**PAGE EXTRACT**
■ ■ ■ ■ ■

The Filipina filmmaker Isabel Sandoval, whose film Lingua Franca premiered at the Venice Film Festival in 2020 to critical acclaim, remembers catching De Leon’s films on TV as a kid growing up in the Philippines. “Mike De Leon seemed to be the kind of Kubrick of our cinema,” she says. “His sensibility is quite eclectic, and he not only dabbled but really excelled in various genres.”

The power of De Leon’s work is most potent in one of the films he screened at Cannes in 1982. In the Blink of an Eye is a claustrophobic chamber piece of a thriller that, for Sandoval, is up there with Kim Ki-young’s 1960 classic The Housemaid. A horror film about filial piety, the layered In the Blink of an Eye goes beyond genre thrills to skewer both patriarchal family dynamics and, indirectly, the oppressive strongman leadership of the Filipino dictator Ferdinand Marcos, who at the time of the film’s release was on his ninth year of martial law.

“He is a deeply courageous filmmaker,” Siegel says. “He’s willing to provoke very, very powerful people in sometimes very incendiary ways.” In recent years, De Leon has released short films that have drawn parallels between the bloody Marcos regime and Rodrigo Duterte’s war on drugs. “[This] is his attempt to come to terms with the fact that history is cyclical and dictatorships and exploitation and corruption are rearing their ugly heads again, not only in the Philippines but across the world.”

Santos-Concio in a still from 1980’s Will Your Heart Beat Faster?, with costars Christopher De Leon, Sandy Andolong, and Jay Ilagan. Courtesy of Mike De Leon

Yet De Leon could do levity too. In 1980’s Will Your Heart Beat Faster?, for example, he creates a hilarious, rollicking romp of a film that manages to shape-shift from comedy to action to musical in the space of 104 minutes—all the while touching on issues of imperialism and blind faith. “The whole point is to call attention to forgotten or neglected chapters of film history,” Siegel says of MoMA’s film retrospectives. “We have a steady beat of the so-called masters, but then there are the forgotten masters or the masters in their own countries who are inadequately acknowledged abroad. These are filmmakers that aren’t necessarily household names, but they ought to be. Very much like Mike De Leon, [a lot of them are] very resourceful filmmakers who worked on shoestring budgets and knew how to edit to make incredibly taut, no-fat-on-the-bones movies.”

Shown alongside De Leon’s films in the retrospective are some of the surviving classics from the great Filipino film studio LVN Pictures, which De Leon’s grandmother Doña Sisang founded in 1938. They make an important addition to the retrospective’s portrait of De Leon, identifying cinema as not only the world he worked in but also his birthright.

Most Philippine films from the LVN era of the 1930s to the 1960s—and even De Leon’s decades of peak productivity in the ’70s and ’80s—have been lost to the ravages of time, making the MoMA screenings a rare privilege. De Leon, now 75, talked about this in his conversations with the film scholar A.E. Hunt in 2020. “Nobody knew about the vinegar syndrome at that time,” De Leon told Hunt in Filmmaker Magazine. “I myself thought that the black-and-white films would last forever.”

■ ■ ■ ■ ■

**PROBLEMS TO SOLVE**
1. Summarize the passage on Mike De Leon in two sentences.
2. Answer these questions about the passage on Mike De Leon:
(a) In what year did Doña Sisang found LVN Pictures?
(b) How many minutes long is Will Your Heart Beat Faster??
(c) In which year of martial law was Ferdinand Marcos when In the Blink of an Eye was released?
The material after this text comes from a separate source.

**RECORD LIST**
■ ■ ■ ■ ■

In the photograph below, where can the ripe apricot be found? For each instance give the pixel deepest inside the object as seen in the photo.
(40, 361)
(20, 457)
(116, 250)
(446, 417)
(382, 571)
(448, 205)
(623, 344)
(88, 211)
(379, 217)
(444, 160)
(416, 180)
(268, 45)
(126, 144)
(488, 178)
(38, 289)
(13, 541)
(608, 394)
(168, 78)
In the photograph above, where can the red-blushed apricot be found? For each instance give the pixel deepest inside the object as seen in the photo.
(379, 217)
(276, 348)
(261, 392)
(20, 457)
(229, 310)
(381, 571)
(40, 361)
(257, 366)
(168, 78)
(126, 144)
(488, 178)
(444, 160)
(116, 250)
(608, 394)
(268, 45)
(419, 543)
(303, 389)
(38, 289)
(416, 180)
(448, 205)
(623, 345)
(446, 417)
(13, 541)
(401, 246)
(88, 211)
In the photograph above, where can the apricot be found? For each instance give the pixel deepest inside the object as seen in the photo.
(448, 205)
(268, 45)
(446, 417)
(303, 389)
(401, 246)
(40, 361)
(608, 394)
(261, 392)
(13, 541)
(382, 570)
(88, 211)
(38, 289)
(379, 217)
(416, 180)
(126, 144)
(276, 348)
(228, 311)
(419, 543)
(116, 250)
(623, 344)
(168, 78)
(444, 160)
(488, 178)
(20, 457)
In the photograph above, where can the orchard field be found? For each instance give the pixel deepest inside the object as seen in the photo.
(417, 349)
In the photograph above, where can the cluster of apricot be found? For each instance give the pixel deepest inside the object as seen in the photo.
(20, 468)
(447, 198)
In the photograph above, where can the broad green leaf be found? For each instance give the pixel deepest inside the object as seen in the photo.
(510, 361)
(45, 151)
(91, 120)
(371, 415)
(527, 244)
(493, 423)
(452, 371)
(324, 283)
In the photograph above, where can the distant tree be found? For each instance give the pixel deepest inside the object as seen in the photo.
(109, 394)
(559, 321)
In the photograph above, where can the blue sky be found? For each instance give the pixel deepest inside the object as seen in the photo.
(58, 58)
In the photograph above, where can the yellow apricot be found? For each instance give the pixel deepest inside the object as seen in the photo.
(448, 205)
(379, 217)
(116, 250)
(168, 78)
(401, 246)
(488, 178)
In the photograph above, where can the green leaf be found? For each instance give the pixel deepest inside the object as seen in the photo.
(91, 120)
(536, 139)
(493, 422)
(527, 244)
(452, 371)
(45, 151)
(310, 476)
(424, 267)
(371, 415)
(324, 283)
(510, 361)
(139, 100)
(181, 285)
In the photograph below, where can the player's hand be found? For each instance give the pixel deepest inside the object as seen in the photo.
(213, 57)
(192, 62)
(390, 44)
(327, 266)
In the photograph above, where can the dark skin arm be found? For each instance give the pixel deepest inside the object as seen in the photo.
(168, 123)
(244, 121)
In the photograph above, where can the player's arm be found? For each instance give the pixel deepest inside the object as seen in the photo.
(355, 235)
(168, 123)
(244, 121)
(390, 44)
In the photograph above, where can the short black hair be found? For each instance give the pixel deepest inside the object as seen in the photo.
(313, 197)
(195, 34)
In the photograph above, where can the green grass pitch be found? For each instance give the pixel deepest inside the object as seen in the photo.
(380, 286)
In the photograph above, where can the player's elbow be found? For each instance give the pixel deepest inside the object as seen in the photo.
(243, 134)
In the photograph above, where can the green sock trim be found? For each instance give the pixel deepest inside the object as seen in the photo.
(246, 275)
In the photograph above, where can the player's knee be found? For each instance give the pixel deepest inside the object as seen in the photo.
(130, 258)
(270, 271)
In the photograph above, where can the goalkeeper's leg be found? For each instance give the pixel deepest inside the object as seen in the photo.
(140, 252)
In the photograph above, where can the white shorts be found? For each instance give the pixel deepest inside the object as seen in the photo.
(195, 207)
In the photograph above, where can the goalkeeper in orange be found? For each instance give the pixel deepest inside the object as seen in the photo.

■ ■ ■ ■ ■

**WORKED ANSWERS**
1. Mike De Leon's eclectic films, from the claustrophobic thriller In the Blink of an Eye to the comedy Will Your Heart Beat Faster?, have been praised for excelling across genres and for provoking powerful people, including the Marcos regime. A MoMA retrospective shows his work alongside surviving classics from LVN Pictures, the studio his grandmother founded, and the screenings are a rare privilege because most Philippine films from those eras have been lost.

2.
(a) 1938
(b) 104 minutes
(c) His ninth year